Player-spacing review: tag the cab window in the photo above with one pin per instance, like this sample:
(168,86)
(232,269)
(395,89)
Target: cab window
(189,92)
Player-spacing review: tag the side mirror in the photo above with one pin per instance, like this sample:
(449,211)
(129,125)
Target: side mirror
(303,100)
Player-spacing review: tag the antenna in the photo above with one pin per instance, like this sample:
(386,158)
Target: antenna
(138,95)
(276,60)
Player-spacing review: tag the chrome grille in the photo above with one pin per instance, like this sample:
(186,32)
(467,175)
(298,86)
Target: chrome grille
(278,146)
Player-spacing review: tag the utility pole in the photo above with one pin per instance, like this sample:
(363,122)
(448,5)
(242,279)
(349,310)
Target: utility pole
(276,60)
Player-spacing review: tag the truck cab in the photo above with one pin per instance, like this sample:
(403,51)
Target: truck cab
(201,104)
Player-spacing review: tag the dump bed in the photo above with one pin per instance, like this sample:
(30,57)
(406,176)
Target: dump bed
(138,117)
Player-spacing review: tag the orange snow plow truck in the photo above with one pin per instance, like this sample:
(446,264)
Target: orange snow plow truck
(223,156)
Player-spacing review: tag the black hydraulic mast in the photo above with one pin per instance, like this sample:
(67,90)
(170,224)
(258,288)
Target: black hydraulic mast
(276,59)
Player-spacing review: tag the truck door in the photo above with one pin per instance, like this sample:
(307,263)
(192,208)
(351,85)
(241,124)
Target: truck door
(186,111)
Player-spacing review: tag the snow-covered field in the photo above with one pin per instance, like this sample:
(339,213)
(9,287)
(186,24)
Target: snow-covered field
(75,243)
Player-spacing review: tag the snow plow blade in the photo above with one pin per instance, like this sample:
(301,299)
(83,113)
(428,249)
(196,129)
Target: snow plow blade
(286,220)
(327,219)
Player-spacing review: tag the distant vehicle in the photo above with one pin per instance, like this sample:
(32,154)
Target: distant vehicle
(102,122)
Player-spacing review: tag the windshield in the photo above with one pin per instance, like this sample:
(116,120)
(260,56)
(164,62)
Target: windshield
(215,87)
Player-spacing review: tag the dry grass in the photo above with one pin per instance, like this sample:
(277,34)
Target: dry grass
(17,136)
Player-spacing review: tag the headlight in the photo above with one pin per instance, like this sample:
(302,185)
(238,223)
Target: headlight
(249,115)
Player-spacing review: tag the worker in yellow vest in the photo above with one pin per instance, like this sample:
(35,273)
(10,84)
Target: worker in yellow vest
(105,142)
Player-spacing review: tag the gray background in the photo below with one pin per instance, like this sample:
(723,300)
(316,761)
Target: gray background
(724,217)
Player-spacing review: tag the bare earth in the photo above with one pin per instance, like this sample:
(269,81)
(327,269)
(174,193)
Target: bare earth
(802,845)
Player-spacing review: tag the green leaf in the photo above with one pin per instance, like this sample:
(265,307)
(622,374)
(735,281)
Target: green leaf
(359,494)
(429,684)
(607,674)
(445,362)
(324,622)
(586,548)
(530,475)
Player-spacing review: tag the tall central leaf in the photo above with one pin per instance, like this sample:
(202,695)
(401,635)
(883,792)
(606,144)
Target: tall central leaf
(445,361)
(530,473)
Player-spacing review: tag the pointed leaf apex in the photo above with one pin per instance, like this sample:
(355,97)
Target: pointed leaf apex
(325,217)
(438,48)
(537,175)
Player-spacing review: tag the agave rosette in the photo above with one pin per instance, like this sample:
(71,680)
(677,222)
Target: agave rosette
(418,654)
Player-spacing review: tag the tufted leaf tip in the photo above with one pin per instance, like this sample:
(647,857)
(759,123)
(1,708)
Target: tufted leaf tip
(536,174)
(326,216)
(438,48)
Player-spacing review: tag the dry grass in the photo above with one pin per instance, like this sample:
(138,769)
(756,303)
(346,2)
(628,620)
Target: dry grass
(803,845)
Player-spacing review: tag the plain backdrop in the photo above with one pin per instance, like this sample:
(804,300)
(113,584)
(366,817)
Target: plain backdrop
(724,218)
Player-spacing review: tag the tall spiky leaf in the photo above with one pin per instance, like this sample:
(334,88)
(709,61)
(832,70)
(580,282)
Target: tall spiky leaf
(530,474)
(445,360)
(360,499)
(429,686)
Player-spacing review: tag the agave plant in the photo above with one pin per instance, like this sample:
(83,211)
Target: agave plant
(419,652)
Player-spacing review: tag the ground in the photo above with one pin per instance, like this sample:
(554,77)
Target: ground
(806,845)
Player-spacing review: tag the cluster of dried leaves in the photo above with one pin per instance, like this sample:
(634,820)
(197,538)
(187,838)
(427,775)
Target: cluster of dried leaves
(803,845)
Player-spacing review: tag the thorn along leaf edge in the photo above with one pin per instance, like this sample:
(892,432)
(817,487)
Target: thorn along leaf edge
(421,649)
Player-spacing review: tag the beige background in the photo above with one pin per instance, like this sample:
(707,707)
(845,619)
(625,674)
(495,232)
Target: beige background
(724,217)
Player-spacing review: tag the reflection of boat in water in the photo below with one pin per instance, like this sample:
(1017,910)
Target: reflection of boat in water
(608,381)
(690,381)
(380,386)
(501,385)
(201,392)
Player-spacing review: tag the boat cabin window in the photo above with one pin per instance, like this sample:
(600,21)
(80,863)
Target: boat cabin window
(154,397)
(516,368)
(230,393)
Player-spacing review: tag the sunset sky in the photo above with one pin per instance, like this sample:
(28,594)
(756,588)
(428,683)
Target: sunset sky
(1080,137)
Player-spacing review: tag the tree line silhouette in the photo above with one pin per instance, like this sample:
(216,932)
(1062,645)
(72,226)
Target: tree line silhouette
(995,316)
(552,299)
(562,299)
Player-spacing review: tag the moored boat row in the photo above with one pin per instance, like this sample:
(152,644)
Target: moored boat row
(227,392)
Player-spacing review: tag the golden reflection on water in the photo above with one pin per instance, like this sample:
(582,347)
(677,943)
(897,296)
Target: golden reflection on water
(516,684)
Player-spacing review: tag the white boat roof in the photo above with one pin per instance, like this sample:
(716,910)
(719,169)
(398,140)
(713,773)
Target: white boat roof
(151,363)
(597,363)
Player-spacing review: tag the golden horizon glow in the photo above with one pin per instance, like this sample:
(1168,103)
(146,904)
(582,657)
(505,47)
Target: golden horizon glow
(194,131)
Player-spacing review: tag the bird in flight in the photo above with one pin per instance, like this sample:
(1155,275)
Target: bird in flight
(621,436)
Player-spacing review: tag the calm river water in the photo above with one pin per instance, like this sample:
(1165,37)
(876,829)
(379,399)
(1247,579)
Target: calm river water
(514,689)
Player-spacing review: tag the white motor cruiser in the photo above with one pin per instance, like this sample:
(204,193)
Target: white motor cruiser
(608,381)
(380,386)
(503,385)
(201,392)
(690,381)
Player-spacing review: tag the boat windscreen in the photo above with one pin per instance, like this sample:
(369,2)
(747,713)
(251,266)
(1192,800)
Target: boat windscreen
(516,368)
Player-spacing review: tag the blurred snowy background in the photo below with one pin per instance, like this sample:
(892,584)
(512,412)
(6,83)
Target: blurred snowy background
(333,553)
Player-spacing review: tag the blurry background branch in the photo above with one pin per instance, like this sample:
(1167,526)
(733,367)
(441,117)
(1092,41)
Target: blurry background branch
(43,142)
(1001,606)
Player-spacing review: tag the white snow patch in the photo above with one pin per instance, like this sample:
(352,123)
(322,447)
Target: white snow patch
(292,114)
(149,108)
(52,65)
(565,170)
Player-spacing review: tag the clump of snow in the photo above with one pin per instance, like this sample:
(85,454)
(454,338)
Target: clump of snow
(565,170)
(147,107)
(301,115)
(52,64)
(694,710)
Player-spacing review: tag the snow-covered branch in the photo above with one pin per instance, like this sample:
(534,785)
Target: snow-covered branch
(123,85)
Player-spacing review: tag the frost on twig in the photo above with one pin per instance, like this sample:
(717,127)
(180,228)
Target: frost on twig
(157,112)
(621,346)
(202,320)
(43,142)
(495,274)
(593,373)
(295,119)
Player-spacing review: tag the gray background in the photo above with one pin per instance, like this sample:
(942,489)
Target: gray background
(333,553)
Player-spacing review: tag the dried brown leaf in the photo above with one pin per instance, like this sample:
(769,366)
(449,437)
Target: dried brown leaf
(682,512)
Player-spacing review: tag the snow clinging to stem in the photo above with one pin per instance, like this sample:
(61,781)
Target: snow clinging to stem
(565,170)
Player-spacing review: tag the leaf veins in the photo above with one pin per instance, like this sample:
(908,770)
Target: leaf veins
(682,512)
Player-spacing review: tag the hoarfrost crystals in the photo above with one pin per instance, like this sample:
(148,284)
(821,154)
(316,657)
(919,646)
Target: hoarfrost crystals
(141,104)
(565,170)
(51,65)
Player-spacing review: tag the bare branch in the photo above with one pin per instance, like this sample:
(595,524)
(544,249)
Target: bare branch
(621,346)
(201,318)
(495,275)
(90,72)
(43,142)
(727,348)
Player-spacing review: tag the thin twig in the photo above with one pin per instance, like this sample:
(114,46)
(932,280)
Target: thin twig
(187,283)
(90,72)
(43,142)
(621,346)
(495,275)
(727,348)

**Exercise details**
Quote only the lines from the line containing "Player-spacing review: tag the leaf" through the end of the listing, please, keeping both the first and the last line.

**Finished exercise**
Player-spacing review: tag the leaf veins in the photo above with one pin per instance, like this sample:
(908,770)
Target: leaf veins
(682,512)
Player-spacing review: tag the hoarfrost crystals in the photo above with one pin per instance, like this sample:
(148,284)
(821,154)
(316,657)
(919,646)
Target: hoarfrost crystals
(141,104)
(565,170)
(51,65)
Player-spacing review: tag the bare branch in the photo above with one pin per instance, like this sample:
(595,524)
(544,249)
Target: bare branch
(621,346)
(201,318)
(495,275)
(90,72)
(43,142)
(727,348)
Player-spacing review: tag the thin twig in the photo above with one pin per instance, like this sample:
(114,46)
(932,280)
Target: thin twig
(187,283)
(90,72)
(43,142)
(621,346)
(495,275)
(727,348)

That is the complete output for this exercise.